Copy out each line of the listing below that contains the word "building".

╭─ Data for the task

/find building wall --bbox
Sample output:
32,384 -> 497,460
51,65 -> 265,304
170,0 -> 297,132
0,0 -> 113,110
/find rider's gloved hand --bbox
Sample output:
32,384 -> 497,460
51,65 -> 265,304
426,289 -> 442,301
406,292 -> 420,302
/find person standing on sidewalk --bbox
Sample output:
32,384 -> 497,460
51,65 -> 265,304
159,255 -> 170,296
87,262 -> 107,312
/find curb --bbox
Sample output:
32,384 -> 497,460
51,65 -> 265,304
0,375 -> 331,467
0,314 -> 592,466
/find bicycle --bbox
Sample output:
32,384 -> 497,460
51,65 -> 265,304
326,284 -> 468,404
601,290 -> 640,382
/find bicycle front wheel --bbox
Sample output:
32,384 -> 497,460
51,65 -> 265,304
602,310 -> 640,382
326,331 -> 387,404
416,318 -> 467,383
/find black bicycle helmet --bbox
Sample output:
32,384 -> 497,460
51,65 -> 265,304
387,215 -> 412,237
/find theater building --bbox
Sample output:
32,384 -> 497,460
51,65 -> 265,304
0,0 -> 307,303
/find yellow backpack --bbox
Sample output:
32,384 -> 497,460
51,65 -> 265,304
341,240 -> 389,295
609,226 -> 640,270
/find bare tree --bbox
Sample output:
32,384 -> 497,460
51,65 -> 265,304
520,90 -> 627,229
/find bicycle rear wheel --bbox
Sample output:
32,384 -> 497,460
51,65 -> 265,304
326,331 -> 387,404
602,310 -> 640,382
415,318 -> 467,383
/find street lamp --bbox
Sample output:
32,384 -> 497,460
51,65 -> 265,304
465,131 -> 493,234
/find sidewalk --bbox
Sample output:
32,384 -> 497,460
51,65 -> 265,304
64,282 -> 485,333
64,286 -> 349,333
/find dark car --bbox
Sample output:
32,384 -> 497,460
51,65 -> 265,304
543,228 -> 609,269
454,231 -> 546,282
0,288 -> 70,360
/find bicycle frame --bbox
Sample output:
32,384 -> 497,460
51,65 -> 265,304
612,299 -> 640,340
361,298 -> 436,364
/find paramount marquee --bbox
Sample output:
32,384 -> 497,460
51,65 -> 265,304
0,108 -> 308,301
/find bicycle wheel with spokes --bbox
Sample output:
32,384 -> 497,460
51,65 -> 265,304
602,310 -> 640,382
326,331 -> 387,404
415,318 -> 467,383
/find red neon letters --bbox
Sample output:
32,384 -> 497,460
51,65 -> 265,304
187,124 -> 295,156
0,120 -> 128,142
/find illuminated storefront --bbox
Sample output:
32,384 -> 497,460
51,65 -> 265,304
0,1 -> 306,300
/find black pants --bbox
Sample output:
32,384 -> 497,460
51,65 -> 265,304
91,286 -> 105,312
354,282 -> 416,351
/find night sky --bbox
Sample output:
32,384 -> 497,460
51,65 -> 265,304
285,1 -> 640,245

╰─

Answer |
/find building wall --bbox
/find theater building --bbox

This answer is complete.